Natural language region descriptions:
__________

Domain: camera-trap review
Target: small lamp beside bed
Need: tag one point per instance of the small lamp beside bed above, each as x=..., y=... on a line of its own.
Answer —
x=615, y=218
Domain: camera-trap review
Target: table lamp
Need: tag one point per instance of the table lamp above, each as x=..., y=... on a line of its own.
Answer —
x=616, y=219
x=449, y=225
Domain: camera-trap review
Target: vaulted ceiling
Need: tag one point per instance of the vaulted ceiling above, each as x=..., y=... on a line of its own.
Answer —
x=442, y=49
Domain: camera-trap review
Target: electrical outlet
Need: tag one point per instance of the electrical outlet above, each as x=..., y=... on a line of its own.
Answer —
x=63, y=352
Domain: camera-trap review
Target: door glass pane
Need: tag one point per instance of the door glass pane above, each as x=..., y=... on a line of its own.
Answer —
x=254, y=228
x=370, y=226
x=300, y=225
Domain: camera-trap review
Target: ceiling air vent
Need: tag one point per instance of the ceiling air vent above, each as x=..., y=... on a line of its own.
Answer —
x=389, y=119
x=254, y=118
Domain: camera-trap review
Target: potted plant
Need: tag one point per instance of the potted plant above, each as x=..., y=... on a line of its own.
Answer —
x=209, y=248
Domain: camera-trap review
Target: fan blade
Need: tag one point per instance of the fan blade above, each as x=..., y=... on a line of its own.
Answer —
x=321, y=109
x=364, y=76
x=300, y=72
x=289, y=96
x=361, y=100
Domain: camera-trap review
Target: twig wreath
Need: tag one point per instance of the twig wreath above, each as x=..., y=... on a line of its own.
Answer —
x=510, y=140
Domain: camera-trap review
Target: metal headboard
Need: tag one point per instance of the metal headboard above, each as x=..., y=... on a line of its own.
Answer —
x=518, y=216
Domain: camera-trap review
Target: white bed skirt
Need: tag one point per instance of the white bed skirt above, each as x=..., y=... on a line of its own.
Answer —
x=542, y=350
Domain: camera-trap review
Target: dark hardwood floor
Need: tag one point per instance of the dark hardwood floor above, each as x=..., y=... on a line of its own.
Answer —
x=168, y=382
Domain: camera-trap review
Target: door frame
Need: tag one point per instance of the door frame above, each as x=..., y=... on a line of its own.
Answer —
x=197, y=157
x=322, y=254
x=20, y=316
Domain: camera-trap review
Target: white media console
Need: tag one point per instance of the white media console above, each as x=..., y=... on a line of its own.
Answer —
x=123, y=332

__________

**EXERCISE OBJECTIVE:**
Copy out each record exactly as given, omitting none.

**ANSWER SECTION:**
Domain: camera-trap review
Target: small lamp beside bed
Need: tag one point per instance of the small lamp beside bed above, each as x=..., y=... on a line of its own.
Answer —
x=615, y=218
Domain: camera-trap review
Target: table lamp
Need: tag one point per instance of the table lamp above, each as x=..., y=... on a line of its own.
Answer —
x=616, y=219
x=449, y=225
Domain: camera-trap review
Target: vaulted ceiling
Need: tag one point per instance of the vaulted ceiling above, each as x=..., y=... on a line of its own.
Answer —
x=442, y=49
Domain: camera-trap review
Target: electrical outlet
Need: tag one point per instance of the electrical outlet above, each as x=..., y=... on a line of its own.
Answer —
x=63, y=352
Domain: camera-trap review
Target: door glass pane
Need: tag one point per instance of the door glass pane above, each as x=..., y=... on a line of its own.
Answer —
x=254, y=228
x=370, y=226
x=300, y=225
Domain: camera-trap review
Target: ceiling air vent
Need: tag one point per instance of the ceiling air vent above, each as x=..., y=... on a line of its own.
Answer —
x=389, y=119
x=254, y=118
Domain: camera-trap review
Target: potted plant
Need: tag one point per instance of the potted plant above, each as x=..., y=... on a line of its own.
Answer —
x=209, y=248
Domain: camera-trap review
Target: fan blade
Need: tag one point per instance of the fan blade above, each as x=..., y=... on a line of its own.
Answer —
x=321, y=109
x=364, y=76
x=300, y=72
x=289, y=96
x=361, y=100
Domain: camera-trap review
Target: twig wreath
Need: tag one point per instance of the twig wreath above, each as x=..., y=... on a line of its own.
Answer —
x=510, y=140
Domain: camera-trap review
Target: metal headboard
Need: tag one point per instance of the metal headboard above, each as x=..., y=... on a line of its own.
Answer —
x=518, y=216
Domain: camera-trap review
Target: white bed skirt
Need: tag one point per instance of the white bed skirt above, each as x=..., y=... on a line of its own.
Answer —
x=542, y=350
Domain: camera-trap review
Target: dark hardwood floor
Need: tag one point per instance of the dark hardwood floor above, each as x=..., y=... on a line of its own.
Answer —
x=168, y=382
Domain: camera-trap review
Target: door frame
Need: tag one point per instance of the door frame above, each as x=..., y=... on a line of its own.
Answer —
x=197, y=157
x=322, y=254
x=20, y=316
Domain: camera-trap review
Target: white media console
Need: tag one point per instance of the white media console above, each as x=..., y=... on a line of its own.
Answer —
x=123, y=332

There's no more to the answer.